Data from a source:
------------
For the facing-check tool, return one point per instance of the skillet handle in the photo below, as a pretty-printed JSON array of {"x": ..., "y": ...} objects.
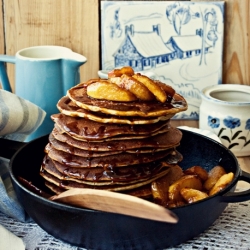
[
  {"x": 238, "y": 196},
  {"x": 9, "y": 147}
]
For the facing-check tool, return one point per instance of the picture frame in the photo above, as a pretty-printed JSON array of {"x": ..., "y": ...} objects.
[{"x": 179, "y": 43}]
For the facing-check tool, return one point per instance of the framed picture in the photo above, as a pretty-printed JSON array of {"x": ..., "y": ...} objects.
------------
> OBJECTIVE: Retype every line of the data above exactly, leaving out the pictures.

> EXPECTED ANSWER:
For the facing-check tool, return one point per instance of the skillet handle in the photo below, as a pretty-printed JSON array of {"x": ..., "y": ...} objects.
[
  {"x": 238, "y": 196},
  {"x": 9, "y": 147}
]
For the facing-check tool, return one point per instance of the picture frame in the photo above, as a pretty-printed JSON array of {"x": ..., "y": ...} objects.
[{"x": 179, "y": 43}]
For the facing-check tool, return one point per instance of the framed picture in the photo above, as a pretty-printed JSON array of {"x": ..., "y": ...} objects.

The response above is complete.